• **LISTING**
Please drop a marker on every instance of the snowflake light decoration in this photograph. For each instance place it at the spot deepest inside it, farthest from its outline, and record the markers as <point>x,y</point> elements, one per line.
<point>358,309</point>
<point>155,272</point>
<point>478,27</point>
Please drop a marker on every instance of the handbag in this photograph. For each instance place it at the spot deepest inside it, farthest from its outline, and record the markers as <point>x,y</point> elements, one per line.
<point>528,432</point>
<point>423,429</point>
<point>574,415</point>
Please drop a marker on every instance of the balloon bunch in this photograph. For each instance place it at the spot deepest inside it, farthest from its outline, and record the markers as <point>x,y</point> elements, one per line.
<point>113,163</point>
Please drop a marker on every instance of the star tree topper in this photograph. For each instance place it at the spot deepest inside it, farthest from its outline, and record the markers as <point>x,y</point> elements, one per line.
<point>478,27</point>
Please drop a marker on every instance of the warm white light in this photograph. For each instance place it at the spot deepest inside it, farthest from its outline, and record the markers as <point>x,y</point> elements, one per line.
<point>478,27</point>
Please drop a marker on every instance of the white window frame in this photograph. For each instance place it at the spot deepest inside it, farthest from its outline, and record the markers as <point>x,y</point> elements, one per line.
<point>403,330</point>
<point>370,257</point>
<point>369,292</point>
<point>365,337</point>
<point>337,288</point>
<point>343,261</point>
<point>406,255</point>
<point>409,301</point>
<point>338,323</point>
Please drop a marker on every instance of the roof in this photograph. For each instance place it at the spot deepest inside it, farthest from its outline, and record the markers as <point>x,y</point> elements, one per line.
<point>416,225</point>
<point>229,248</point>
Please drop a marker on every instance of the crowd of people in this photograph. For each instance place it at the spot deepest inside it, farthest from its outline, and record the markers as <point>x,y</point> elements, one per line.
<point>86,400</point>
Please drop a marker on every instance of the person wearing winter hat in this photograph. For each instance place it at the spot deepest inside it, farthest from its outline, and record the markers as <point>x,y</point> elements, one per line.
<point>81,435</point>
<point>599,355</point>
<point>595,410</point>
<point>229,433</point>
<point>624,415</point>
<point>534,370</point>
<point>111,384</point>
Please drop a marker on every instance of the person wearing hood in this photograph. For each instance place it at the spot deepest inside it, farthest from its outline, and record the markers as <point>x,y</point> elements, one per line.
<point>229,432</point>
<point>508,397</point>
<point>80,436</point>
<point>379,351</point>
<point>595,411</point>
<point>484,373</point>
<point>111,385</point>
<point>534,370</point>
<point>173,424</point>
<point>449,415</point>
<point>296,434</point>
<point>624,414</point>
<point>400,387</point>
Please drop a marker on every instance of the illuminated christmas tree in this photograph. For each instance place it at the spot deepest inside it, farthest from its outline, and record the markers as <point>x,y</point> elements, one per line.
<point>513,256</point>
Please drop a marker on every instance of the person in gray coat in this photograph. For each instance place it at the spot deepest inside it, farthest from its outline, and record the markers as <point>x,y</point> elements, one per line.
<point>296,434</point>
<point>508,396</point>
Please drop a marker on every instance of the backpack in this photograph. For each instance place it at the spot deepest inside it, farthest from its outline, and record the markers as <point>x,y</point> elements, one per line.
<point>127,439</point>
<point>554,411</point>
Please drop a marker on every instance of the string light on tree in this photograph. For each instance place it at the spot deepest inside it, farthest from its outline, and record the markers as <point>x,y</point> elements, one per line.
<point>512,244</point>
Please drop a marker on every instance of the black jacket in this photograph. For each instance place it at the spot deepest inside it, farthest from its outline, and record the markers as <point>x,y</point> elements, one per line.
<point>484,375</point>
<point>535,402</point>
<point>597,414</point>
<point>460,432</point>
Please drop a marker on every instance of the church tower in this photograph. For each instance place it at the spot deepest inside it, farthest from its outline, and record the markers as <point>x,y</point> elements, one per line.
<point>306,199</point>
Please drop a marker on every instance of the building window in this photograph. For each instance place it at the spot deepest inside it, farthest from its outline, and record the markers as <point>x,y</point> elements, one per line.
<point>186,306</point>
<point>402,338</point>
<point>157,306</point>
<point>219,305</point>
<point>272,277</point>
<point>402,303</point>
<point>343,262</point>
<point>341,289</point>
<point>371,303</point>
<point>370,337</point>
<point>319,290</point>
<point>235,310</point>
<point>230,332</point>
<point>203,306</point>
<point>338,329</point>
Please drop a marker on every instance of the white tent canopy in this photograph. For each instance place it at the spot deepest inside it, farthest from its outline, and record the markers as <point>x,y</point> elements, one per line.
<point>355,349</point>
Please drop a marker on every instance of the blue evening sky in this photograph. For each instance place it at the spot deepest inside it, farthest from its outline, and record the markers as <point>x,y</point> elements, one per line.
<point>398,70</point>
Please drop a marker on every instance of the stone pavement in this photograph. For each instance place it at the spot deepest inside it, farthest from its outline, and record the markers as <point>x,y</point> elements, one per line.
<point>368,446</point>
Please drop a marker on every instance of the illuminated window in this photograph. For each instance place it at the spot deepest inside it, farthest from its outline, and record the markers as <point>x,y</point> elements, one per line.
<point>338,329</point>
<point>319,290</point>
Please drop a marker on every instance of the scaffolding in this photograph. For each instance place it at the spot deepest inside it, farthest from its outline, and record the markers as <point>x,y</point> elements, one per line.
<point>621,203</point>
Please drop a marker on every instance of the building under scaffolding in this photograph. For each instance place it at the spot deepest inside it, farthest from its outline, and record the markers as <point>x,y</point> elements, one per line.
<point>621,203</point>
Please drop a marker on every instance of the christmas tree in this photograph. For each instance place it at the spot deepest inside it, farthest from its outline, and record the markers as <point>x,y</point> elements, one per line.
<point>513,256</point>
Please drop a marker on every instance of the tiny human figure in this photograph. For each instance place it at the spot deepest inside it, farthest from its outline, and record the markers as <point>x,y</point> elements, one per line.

• **PROMPT**
Reproduce every record above exactly as it appears.

• **WRITTEN RESPONSE**
Please drop a marker on every instance of the snowflake light decoration in this photograph. For each instance place it at the spot deepest inside it, farthest from its outline, and record the markers as <point>x,y</point> elements, one per line.
<point>358,309</point>
<point>155,272</point>
<point>478,27</point>
Please drop a marker on every instance of the handbag in this photograph. For each instance place it at the spot deepest inside it, farthest from its outline, and record the markers as <point>x,y</point> elements, one per line.
<point>528,432</point>
<point>423,429</point>
<point>574,415</point>
Please drop a marker on every instance of the balloon bunch in this photograph. For each instance place it at the spot deepest inside it, farthest from its outline, and record the markers as <point>x,y</point> elements, one per line.
<point>113,163</point>
Please drop a marker on every instance of the star tree topper in this photograph. For each instance place it at the spot deepest inside it, farthest from its outline, and record the markers as <point>x,y</point> elements, one per line.
<point>478,27</point>
Please drop a marker on every instance of the warm white light in this photograph. For each instance place it at the spot deepest inside it, farthest from its outline, and record the markers as <point>x,y</point> elements, one per line.
<point>478,27</point>
Please drop a marker on every instance of the white window frame in this photograph. For each instance place it at the spot deepest inside it, farthest from its outline, and record the markers as <point>x,y</point> elements, one per line.
<point>403,330</point>
<point>370,257</point>
<point>369,292</point>
<point>365,337</point>
<point>337,288</point>
<point>343,261</point>
<point>406,255</point>
<point>409,301</point>
<point>338,323</point>
Please drop a marker on every instance of the roof in this photograph. For each instance place it at the spot deepest inside it, farthest from its outline, and record the markers as <point>x,y</point> elements, one per line.
<point>416,225</point>
<point>229,248</point>
Please drop a marker on every instance of the crowd of people in this photograph. For each instance place it at the spot deepest inside it, farthest from its outline, and record the markers as <point>x,y</point> elements, one per line.
<point>86,400</point>
Please drop a marker on every instance of the person wearing winter hat in this photograph. For each instance place it at the spot deepest inside it, farthest from its outline, and record the markers as <point>x,y</point> elements, one per line.
<point>81,435</point>
<point>599,355</point>
<point>595,410</point>
<point>229,433</point>
<point>624,415</point>
<point>534,370</point>
<point>111,384</point>
Please drop a marker on every instance of the person wearing hood in this photograph. For each instance place it at the spot deepest inside it, farthest from its outline, and record the markers as <point>x,y</point> elements, one per line.
<point>229,432</point>
<point>508,397</point>
<point>80,436</point>
<point>379,351</point>
<point>595,411</point>
<point>484,373</point>
<point>111,385</point>
<point>534,370</point>
<point>173,424</point>
<point>449,415</point>
<point>296,434</point>
<point>624,414</point>
<point>400,387</point>
Please drop a marker on every instance of the illuminated christmas tree in this photograph. For each instance place it at the spot deepest inside it, farthest from its outline, and record the markers as <point>x,y</point> elements, one per line.
<point>513,256</point>
Please drop a marker on every instance of the person in gray coat in this photograph. For each instance place it at the spot deepest inside it, farthest from its outline, and record the markers as <point>x,y</point> elements, one per line.
<point>296,434</point>
<point>508,396</point>
Please drop a marker on every instance of the backpack in this photograph. For each instance place it at the spot deepest inside it, farthest from its outline, and record the markers as <point>x,y</point> elements, one per line.
<point>127,439</point>
<point>554,411</point>
Please drop a marker on every instance of the string light on tree in this photograph. For each instance place it at the spot deepest inside it, farthest from its outline, and record the markers as <point>x,y</point> elements, one per line.
<point>512,244</point>
Please drop a marker on every instance of the black jacket in this photograph. For each instance place it at the spot deepest inside it, farthest from its outline, and record the markers as <point>x,y</point> elements, one per line.
<point>484,375</point>
<point>535,402</point>
<point>597,414</point>
<point>460,432</point>
Please drop a marker on every instance of the church tower in this photograph. For each instance place it at the spot deepest inside it, farthest from its outline, and record the markers as <point>x,y</point> elements, one per line.
<point>306,199</point>
Please drop a marker on every instance of the building window in this photograph. For each instance place it at the spot deepest inside it, farthest from its outline, and record the markers as <point>x,y</point> elements, one per line.
<point>186,306</point>
<point>402,338</point>
<point>157,306</point>
<point>219,305</point>
<point>272,277</point>
<point>402,303</point>
<point>343,262</point>
<point>341,289</point>
<point>371,303</point>
<point>370,337</point>
<point>319,290</point>
<point>235,310</point>
<point>230,332</point>
<point>203,306</point>
<point>338,329</point>
Please drop a marker on every instance of the white tent canopy in this photograph. For each instance place it at the spot deepest inside it, farthest from its outline, and record the markers as <point>x,y</point> elements, one per line.
<point>355,349</point>
Please drop a marker on every instance of the blue evening sky in this photograph. For each instance place it at the spot deepest inside it, farthest from its outline, and record the markers as <point>x,y</point> elements, one per line.
<point>398,70</point>
Please drop a marker on every instance of the stone pavement in this photograph. For each instance place it at the spot deepest inside it, farthest from its outline, and record the markers as <point>x,y</point> elements, one per line.
<point>368,446</point>
Please drop a marker on every instance of the illuminated window in this photograph. For each instance place it at the spot deepest inside it, farthest from its outline, and record the markers as <point>x,y</point> elements, one per line.
<point>338,329</point>
<point>319,290</point>
Please drop a marker on every instance of the scaffolding in this photograph. For each instance place it at the spot deepest inside it, farthest from its outline, and record the markers as <point>x,y</point> elements, one per line.
<point>621,203</point>
Please drop a marker on every instance of the building under scaffolding in this photograph. For each instance place it at the spot deepest inside it, farthest from its outline, and record the markers as <point>x,y</point> elements, one per line.
<point>621,203</point>
Please drop a marker on every instance of the christmas tree in this photograph. For each instance place it at the spot deepest inside it, farthest from its outline, and record the markers as <point>x,y</point> elements, one per line.
<point>513,256</point>
Please drop a marker on every instance of the tiny human figure in this photograph. For each instance place it at the spot deepest inside it, farthest from its outline, and record the markers as <point>x,y</point> elements, one per line.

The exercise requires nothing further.